§ **Text section**:
--- BEGIN ---
[rbridge] long-awaited review comments on draft-ietf-trill-rbridge-arch-05
James Carlson
james.d.carlson at sun.com
Wed May 14 14:21:34 PDT 2008
Here are my long-awaited review comments on the TRILL architecture
document. I intentionally read through it as someone who wanted an
introduction to RBridges -- not someone who already knows the contents
of the protocol draft, or who has spent too many hours staring at IEEE
documents. Many of the things I found were related to that.
In the notes below, individual notes are separated by a single "-" on
a line. The notes are indented two spaces. The final section has
minor editorial nits.
-
How do STP and RBridges interact? We need to make it clear fairly
early on that neither regular bridges nor RBridges will forward STP
messages, but that regular bridges will forward TRILL IS-IS traffic
while RBridges will not. Thus the expected model is that:
- Directly connected STP-speakers see each other, and do tree
computation as usual. Those separated by RBridges are effectively
on different networks.
- RBridges don't see any of the STP-only speakers as part of the
topology, and thus consider any sequence of regular bridges to be
one hop.
This is eventually described in section 5.5, but that's quite a ways
down in the document.
-
Section 2.2 page 11:
The term "R-tree" is defined, but then never used again.
-
3.2.1 doesn't give enough detail about the nature of the unicast
forwarding database. There must be entries of at least these forms:
{ Destination MAC } -> { TRILL egress address }
{ TRILL address } -> { output link, MAC next hop }
The first represents ingress behavior, and the second is TRILL
transit. It's possible to compose together the first entry with the
second, avoiding a double look-up, so that the first entry looks
like this:
{ Destination MAC } -> { TRILL egress address, output link, MAC next hop }
But the second type of entry must exist for TRILL forwarding within
a campus. It's also possible to optimize the case where the egress
is the local system and thus normal bridge forwarding is needed.
That case looks like:
{ Destination MAC } -> { output link }
However, a system must always recognize its TRILL address and use
that to select an action of decapsulation followed by normal
bridging behavior, which means look-up based on the inner MAC header
to find a local entry of the above form.
-
Section 3.2.2., on page 15, the term "Egress RBridge" is defined for
the multi-destination case in part with this text:
o Egress RBridge - an RBridge that is the tail end of a path
corresponding to a specific Multi-destination TRILL
Forwarding Database entry. All RBridges within a TRILL Campus
I think this gets a bit confusing, because there are also "Egress
RBridges" in the unicast case, and using the same formally term for
two potentially different things seems like a mistake. As
alternatives, I suggest:
- Change "Egress RBridge" into a role that an RBridge plays in the
network, and define it in terms of the responsibilities of that
role outside of this section. The section on multi-destination
traffic can then clarify how a node 'knows' it must play that
role. (For unicast, it's easy. The nickname in the destination
field is *your* nickname.)
- Create a new, distinct term that encompasses the specific behavior
and role of a multi-destination egress.
--- END ---
§ **Dataset content**:
--- BEGIN ---
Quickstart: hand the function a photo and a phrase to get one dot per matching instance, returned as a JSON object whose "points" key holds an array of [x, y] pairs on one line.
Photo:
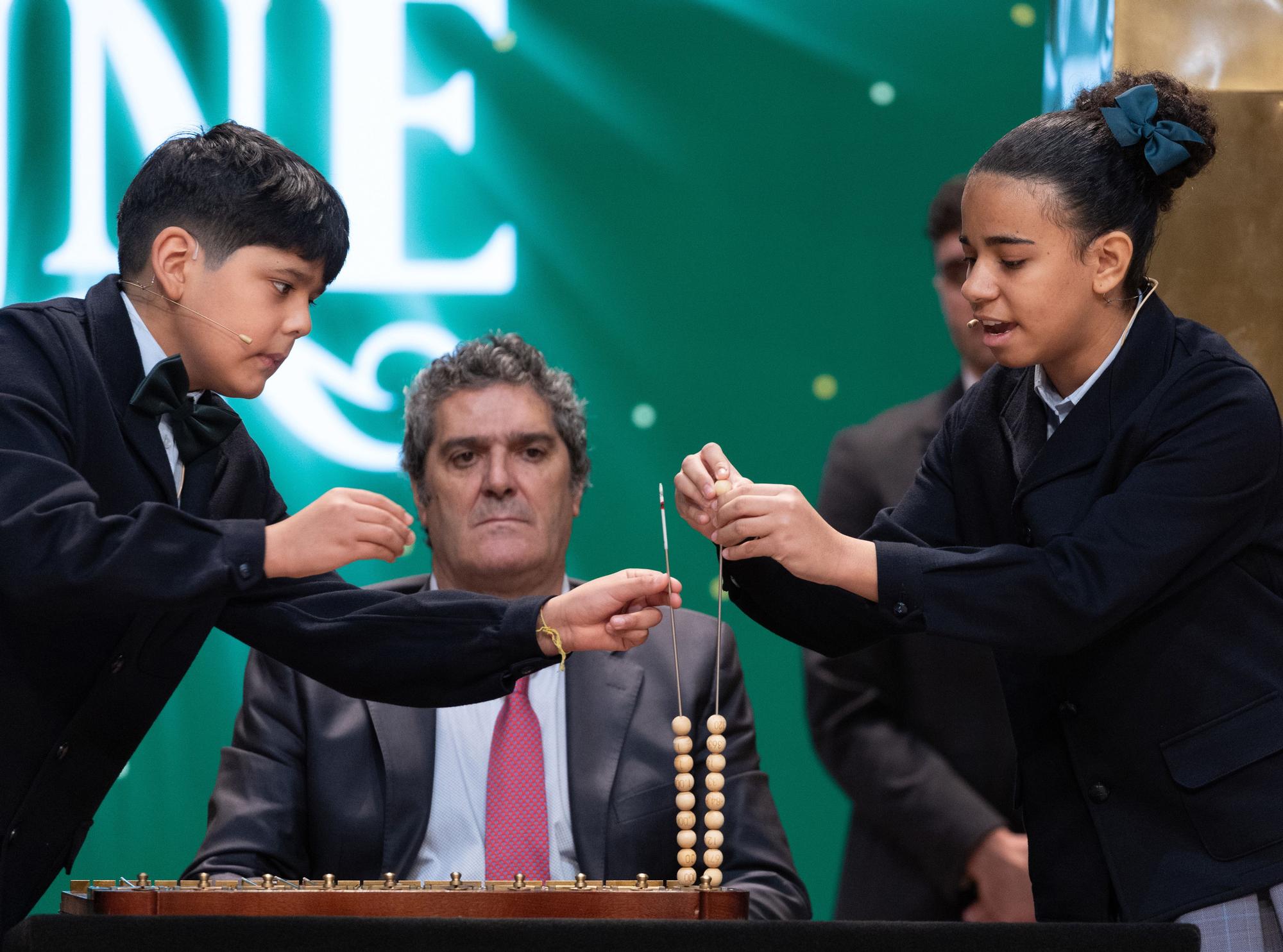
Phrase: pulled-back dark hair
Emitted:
{"points": [[233, 187], [945, 216], [1100, 185]]}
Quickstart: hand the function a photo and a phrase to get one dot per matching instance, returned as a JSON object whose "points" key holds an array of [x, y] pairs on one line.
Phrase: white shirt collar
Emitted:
{"points": [[148, 347], [1062, 406], [434, 587], [149, 350]]}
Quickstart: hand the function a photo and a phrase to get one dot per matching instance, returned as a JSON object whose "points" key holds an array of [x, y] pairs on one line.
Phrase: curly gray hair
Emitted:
{"points": [[474, 365]]}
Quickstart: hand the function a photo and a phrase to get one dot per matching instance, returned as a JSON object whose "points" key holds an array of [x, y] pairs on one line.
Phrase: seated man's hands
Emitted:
{"points": [[342, 527], [1000, 869], [613, 614]]}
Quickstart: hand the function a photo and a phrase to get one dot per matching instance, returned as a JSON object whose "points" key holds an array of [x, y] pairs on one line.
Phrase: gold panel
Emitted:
{"points": [[1228, 46], [1219, 259]]}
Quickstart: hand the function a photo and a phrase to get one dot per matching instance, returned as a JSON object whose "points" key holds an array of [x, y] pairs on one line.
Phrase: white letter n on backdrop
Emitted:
{"points": [[160, 102], [370, 114]]}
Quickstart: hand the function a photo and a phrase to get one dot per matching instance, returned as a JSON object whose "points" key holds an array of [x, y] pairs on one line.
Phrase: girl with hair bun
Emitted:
{"points": [[1103, 510]]}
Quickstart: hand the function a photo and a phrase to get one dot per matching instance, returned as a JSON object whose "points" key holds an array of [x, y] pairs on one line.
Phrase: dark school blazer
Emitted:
{"points": [[1128, 573], [315, 782], [108, 587], [914, 729]]}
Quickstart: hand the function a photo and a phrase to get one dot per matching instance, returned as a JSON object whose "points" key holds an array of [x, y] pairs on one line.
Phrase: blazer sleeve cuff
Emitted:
{"points": [[900, 583], [244, 542], [519, 642]]}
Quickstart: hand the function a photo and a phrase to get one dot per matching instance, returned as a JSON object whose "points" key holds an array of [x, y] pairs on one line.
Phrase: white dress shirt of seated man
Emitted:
{"points": [[498, 479]]}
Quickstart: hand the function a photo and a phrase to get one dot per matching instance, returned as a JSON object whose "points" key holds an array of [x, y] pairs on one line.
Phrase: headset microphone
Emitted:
{"points": [[244, 338]]}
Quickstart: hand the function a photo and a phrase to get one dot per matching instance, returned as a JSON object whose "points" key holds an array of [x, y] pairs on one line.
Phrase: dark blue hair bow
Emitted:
{"points": [[1134, 120]]}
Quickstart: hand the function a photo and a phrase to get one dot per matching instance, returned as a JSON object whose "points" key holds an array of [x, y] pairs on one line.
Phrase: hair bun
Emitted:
{"points": [[1177, 102]]}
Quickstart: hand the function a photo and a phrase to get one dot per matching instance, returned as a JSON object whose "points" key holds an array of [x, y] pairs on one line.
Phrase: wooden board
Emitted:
{"points": [[409, 899]]}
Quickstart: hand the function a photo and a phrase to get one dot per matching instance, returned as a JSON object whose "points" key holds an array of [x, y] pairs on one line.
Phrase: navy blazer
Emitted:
{"points": [[1128, 573], [315, 782], [108, 587]]}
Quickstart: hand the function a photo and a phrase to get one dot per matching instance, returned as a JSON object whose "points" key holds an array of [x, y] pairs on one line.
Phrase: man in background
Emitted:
{"points": [[572, 774], [915, 729]]}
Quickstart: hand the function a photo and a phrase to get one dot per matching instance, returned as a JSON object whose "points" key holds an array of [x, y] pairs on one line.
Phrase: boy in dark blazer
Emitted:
{"points": [[915, 729], [315, 782], [137, 514]]}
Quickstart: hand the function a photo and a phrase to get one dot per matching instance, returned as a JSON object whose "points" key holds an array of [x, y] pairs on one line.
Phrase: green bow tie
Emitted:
{"points": [[198, 428]]}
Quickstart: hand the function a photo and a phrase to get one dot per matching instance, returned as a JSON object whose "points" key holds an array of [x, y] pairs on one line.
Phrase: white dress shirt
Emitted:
{"points": [[1062, 406], [456, 826], [153, 355]]}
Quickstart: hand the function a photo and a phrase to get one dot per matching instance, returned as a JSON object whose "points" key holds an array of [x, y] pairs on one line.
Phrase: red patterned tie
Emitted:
{"points": [[516, 806]]}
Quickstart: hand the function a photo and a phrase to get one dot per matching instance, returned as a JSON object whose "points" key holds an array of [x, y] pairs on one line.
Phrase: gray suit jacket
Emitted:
{"points": [[914, 728], [316, 782]]}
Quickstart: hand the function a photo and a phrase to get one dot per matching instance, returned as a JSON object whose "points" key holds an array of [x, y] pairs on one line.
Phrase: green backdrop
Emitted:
{"points": [[699, 208]]}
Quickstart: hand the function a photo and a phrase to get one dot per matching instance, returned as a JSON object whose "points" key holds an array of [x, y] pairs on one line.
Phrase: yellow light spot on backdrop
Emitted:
{"points": [[882, 93], [826, 387], [1023, 15]]}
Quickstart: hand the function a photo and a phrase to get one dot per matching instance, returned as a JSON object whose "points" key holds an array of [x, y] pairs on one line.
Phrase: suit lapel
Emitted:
{"points": [[407, 744], [119, 361], [1087, 432], [601, 695], [1024, 424]]}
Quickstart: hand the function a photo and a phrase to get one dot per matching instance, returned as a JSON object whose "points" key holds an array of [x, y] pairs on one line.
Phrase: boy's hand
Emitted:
{"points": [[342, 527], [610, 614]]}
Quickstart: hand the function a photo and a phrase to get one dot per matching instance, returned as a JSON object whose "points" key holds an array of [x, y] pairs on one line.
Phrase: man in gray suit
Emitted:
{"points": [[574, 773], [915, 729]]}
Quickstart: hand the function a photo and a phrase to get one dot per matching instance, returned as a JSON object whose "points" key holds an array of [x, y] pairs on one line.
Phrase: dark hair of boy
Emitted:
{"points": [[233, 187], [945, 216]]}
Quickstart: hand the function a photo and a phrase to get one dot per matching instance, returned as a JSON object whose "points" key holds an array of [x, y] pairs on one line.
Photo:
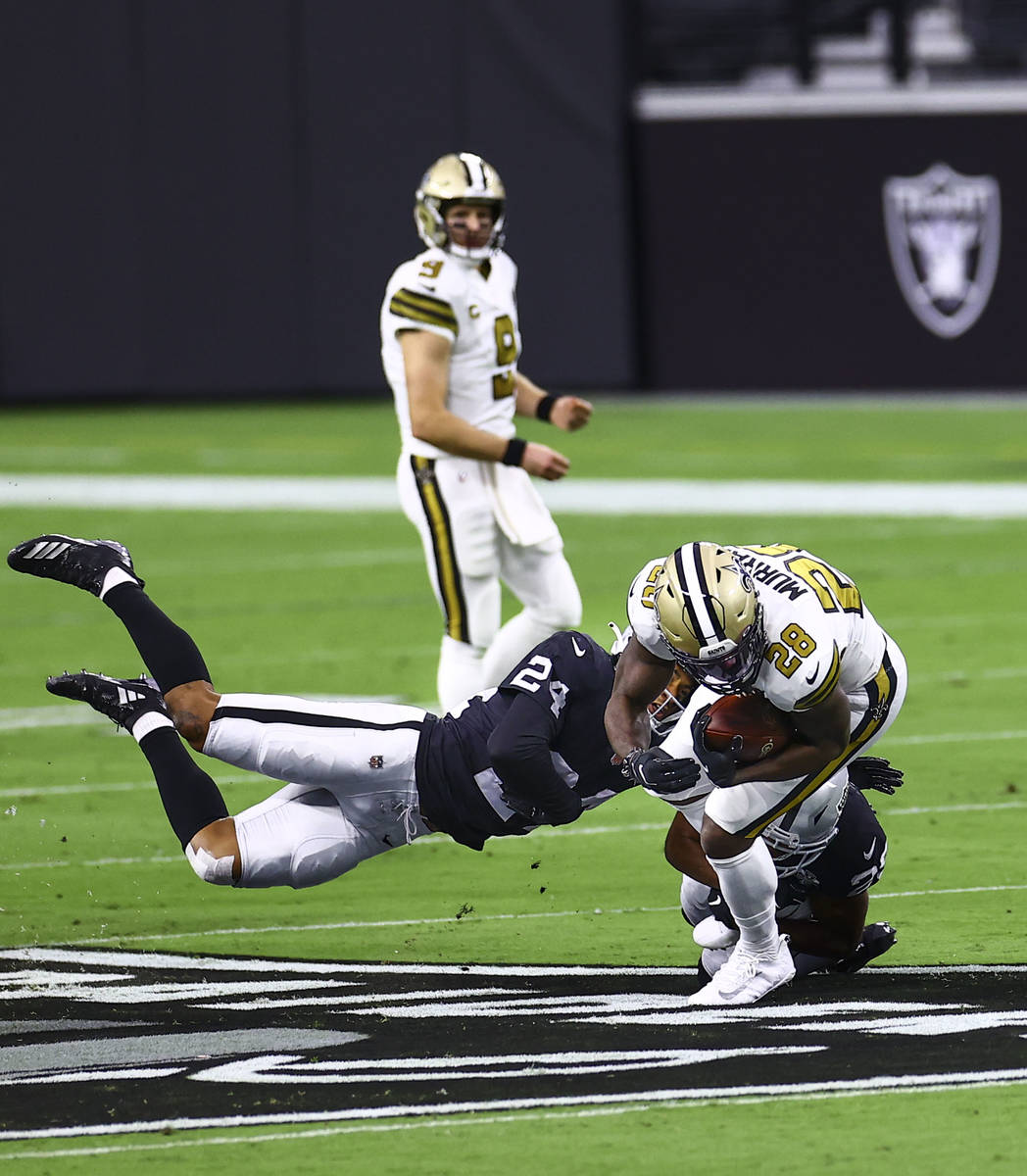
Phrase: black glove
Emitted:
{"points": [[875, 941], [870, 771], [653, 768], [719, 764]]}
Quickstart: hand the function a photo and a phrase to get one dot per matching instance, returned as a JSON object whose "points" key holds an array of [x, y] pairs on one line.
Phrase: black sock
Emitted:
{"points": [[191, 798], [169, 652]]}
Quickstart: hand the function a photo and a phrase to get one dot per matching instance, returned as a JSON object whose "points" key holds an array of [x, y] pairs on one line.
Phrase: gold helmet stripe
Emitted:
{"points": [[880, 697], [409, 304]]}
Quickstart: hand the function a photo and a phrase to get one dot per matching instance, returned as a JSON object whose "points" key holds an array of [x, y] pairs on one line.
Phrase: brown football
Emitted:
{"points": [[764, 730]]}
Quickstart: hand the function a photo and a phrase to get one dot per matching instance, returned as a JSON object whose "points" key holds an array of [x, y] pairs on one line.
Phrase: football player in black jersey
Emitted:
{"points": [[822, 894], [363, 777]]}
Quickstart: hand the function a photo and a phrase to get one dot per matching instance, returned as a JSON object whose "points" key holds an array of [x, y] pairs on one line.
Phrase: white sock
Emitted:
{"points": [[459, 673], [749, 883], [517, 636], [117, 576], [150, 721]]}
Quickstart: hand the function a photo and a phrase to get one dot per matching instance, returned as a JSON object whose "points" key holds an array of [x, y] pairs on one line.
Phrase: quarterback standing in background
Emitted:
{"points": [[450, 347]]}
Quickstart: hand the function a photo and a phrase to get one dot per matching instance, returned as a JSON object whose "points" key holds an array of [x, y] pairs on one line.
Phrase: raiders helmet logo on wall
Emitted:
{"points": [[944, 232]]}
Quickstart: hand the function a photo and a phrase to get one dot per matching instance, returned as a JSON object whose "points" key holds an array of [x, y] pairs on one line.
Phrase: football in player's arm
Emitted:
{"points": [[450, 350], [827, 852]]}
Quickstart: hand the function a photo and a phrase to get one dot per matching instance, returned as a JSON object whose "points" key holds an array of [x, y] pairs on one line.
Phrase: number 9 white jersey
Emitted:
{"points": [[820, 634], [474, 306]]}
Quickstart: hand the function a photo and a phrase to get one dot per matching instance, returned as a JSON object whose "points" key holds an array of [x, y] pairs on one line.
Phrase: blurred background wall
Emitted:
{"points": [[205, 198]]}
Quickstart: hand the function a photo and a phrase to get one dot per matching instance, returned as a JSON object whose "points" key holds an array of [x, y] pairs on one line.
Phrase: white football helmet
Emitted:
{"points": [[669, 705], [710, 616], [462, 177]]}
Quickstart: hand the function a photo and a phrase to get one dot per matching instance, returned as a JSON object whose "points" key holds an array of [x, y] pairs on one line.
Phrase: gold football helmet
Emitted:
{"points": [[710, 616], [464, 177]]}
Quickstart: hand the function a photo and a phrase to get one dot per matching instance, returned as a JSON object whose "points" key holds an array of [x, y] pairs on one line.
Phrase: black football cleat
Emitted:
{"points": [[82, 563], [122, 700]]}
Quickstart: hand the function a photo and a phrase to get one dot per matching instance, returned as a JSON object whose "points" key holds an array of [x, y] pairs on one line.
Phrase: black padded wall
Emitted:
{"points": [[206, 197]]}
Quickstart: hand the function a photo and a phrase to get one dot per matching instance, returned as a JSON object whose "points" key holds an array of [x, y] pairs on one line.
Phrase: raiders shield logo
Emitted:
{"points": [[944, 232]]}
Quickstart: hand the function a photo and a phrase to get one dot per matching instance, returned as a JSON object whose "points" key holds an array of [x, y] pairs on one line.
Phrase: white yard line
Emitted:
{"points": [[590, 497]]}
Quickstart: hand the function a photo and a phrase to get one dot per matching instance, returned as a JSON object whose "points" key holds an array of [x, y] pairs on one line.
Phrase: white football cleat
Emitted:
{"points": [[710, 933], [746, 979], [711, 961]]}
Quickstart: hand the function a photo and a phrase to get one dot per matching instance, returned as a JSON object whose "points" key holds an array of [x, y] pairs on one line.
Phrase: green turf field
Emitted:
{"points": [[336, 604]]}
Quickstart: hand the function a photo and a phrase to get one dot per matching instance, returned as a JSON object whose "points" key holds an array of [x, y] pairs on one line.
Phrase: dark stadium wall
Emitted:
{"points": [[766, 260], [207, 199]]}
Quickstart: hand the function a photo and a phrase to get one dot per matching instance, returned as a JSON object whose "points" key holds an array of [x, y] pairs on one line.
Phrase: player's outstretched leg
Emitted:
{"points": [[122, 700], [104, 567], [82, 563], [191, 799]]}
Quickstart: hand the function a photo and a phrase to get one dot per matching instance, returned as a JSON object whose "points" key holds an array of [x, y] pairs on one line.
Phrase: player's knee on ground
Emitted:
{"points": [[192, 707], [215, 854]]}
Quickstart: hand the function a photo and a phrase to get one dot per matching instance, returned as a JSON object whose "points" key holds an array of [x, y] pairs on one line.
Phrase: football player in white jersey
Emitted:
{"points": [[828, 852], [450, 348], [780, 621]]}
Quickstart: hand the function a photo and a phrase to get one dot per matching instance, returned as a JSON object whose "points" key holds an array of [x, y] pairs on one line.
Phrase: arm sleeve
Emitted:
{"points": [[519, 751]]}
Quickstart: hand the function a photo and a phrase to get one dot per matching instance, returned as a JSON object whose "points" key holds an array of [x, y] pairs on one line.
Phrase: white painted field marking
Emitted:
{"points": [[609, 1103], [368, 924], [584, 830], [588, 497]]}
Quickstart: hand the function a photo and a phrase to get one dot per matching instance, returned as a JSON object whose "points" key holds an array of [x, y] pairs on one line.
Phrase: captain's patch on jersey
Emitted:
{"points": [[98, 1042]]}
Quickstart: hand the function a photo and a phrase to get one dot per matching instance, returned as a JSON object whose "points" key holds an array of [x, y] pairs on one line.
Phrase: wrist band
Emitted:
{"points": [[544, 411], [514, 452]]}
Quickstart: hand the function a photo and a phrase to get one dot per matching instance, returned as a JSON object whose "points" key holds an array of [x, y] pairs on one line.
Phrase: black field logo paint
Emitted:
{"points": [[101, 1042]]}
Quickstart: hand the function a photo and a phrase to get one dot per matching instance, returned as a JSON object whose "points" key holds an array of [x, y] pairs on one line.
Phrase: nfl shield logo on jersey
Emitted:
{"points": [[944, 232]]}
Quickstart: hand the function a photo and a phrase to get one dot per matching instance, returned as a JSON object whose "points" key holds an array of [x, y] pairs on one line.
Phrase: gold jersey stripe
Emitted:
{"points": [[822, 692], [421, 309], [881, 693], [446, 569]]}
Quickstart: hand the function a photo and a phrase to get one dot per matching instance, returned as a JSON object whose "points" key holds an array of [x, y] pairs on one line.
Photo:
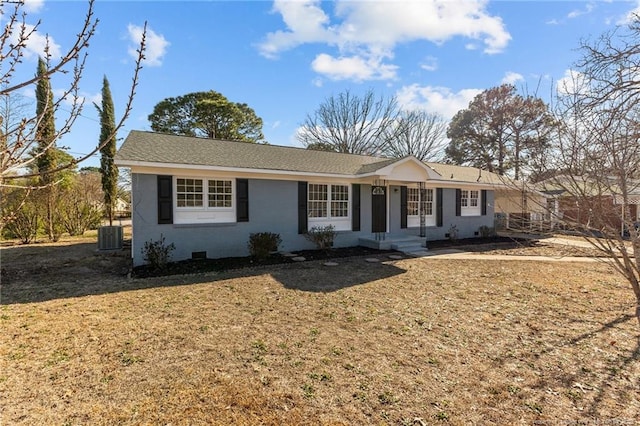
--- END ---
§ **The tasks**:
1. Reproduce a stretch of the review comments word for word, starting at the words "In the notes" and ending after "on different networks.".
2. In the review comments, which term in Section 2.2 is defined but never used again?
Work from the review comments alone.

§ **Final answers**:
1.
In the notes below, individual notes are separated by a single "-" on
a line. The notes are indented two spaces. The final section has
minor editorial nits.
-
How do STP and RBridges interact? We need to make it clear fairly
early on that neither regular bridges nor RBridges will forward STP
messages, but that regular bridges will forward TRILL IS-IS traffic
while RBridges will not. Thus the expected model is that:
- Directly connected STP-speakers see each other, and do tree
computation as usual. Those separated by RBridges are effectively
on different networks.

2. "R-tree"